- **提示された文章**

------------------------

ワタクシ自身はツイッターを楽しんでいる者ですが、これだけツイッターがもてはやされても、自分の周りにはツイッターをやっている人は一人もいません。

それに、斜陽産業だと言われているはずのテレビですが、相変わらずの影響力をもっています。

時代の変革期にあることは感じているけれど、ではその変革はどれくらい進んでいるのか?、今ひとつ実感がありませんでした。

しかし、あの地震の日、ソーシャルネットワークの存在感と威力を強く感じたのはワタクシだけではないと思います。

あの日のツイッターは本当に頼もしかった。
しょっちゅう不具合が生じて、クジラが吊るされている画面(←ツイッターをやっている人にはおなじみ)が出てしまっていたツイッターが、あの日は一度も落ちず、ここぞとばかりに活躍しました。

停電でテレビが見られない地域の主な情報源はツイッターでした。
電車がストップし、帰宅難民となった東京の人たちを、臨時の避難場所に導いたのもツイッターでした。

その情報の細かさと迅速さは完全にテレビを圧倒していました。
あの時ワタクシは思ったものでした、「テレビよりツイッターの方がよっぽど役に立つやん」と。

あの日のツイッターのTLを見ているだけで、旧来のメディアと新しいメディアの勢力の入れ替わりや、その性質からくる役割分担などといった、メディア全体における変化を感じることができるのですが、本書はさらにそれを細かく検証していったものです。

しかもその立ち位置が少し特殊で、著者の立入氏はアメリカ在住のソーシャルメディアの専門家。

本書巻頭で彼自身が自分の視座について、またこの本の意義についてこのように伝えています。

「海外在住法人(WHO)の視点で、国内外で起こった(WHERE)今回の震災とソーシャルメディアをめぐる動き(WHAT)を、多言語版の書籍を通じて(HOW)、できるだけ早く(WHEN)、伝えること。そして、その理由は社会的な意義がある(WHY)から」

さらに本書で伝えたかった力点を2つ

・日本で起こったソーシャルメディアの革命現象
・国内外のマスメディアで今回の東日本大震災がどう取り上げられ、それはソーシャルメディアとどう関連を持ったか?

というところにおいて書かれています。

ですので、
日本国内のことだけでなく、海外では日本の震災をどのように伝えたのか、そしてどう反応したのか?といった点も豊富に語られていて、日本人の我々が知ることのなかった情報も知ることができます。

さて、

ワタクシ自身、この地震において、新旧のメディア関連で一番驚いたのは、【ポイント&レバレッジメモ】の ★地震の余波と4つのソーシャルの波 でも取り上げた、NHKのストリーミング放送でした。

------------------------

- **保存済みデータ**

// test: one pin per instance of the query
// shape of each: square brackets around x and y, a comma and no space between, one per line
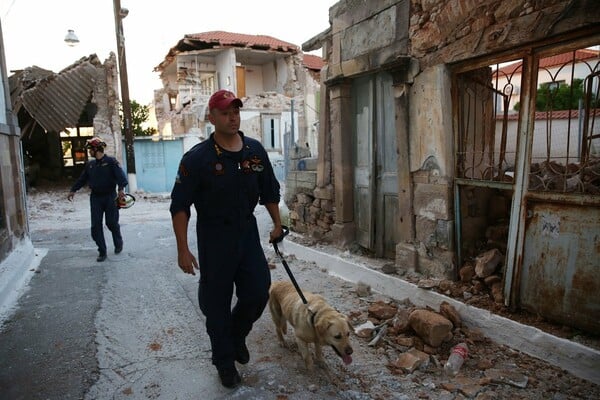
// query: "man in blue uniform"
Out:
[103,174]
[225,177]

------------------------

- **演習の課題**
1. 震災とツイッターについての文章にある「停電でテレビが見られない地域の主な情報源はツイッターでした。」という一文を英語に訳してください。
2. 震災とツイッターについての文章を、最後の一文の後から書き継いでください。

- **解答一覧**
1. In areas where people could not watch TV because of the power outages, Twitter was the main source of information.

2.
視聴者の受信料で成り立っている放送局が、インターネットで無料で配信されるなどあってはならないこと。
もちろん非常事態に際していたという特殊な状況であったのですが、それにしても対応が速い。

また、高校生がウェブカメラを通じて配信をしたのですが、この“普通の高校生が世界に向けて配信することができる環境が整っている”という事実、すなわち誰でも可能という事実も見逃せません。

一人の高校生が、賛同者も巻き込み、国営放送局も動かしてしまったこの事実。
ソーシャルメディアの今現在の実力を証明するのに十分な実例だと思います。

しかし、ソーシャルメディアには負の面も存在します。
その点についても著者は丁寧にふれています。

ソーシャルメディアは非常時に大変頼りになるメディアとなることは証明されたものの、使い方を誤ればなんらかの被害を簡単に生み出すもろ刃の剣であることも証明してしまいました。

新しい技術、イノベーションを手に入れたとき、私たちはそれまで経験したことのない“新しい失敗”をも手に入れてしまうのは仕方のないこと。

今後、どう対処していくのかが我々の新たな課題となるのでしょうが、時代はいつも進んでいます。

第5章の これからの日本に到来するもうひつの波 をぜひお読みいただきたい。
負の面は確かに存在します。
しかしそれにビクビクしていても仕方がない。

失敗しつつも、これからどんな世界がやってくるのかワクワクしようではありませんか。
ソーシャルメディア革命はようやく始まったばかり。
その方向性が5章に書かれています。

震災という非常事態に浮き彫りにされた日本を確認し、今後のすすむべき道を模索するためには、まずは本書を一読あれ。

相変わらず政治家は国民に方向を指し示すことができませんが、それならソーシャルメディアを使って我々が方向を指し示し発信すればいい。

あの高校生がNHKを動かしたように。

 

検証 東日本大震災 そのときソーシャルメディアは何を伝えたか? (ディスカヴァー携書)

検証 東日本大震災 そのときソーシャルメディアは何を伝えたか? (ディスカヴァー携書)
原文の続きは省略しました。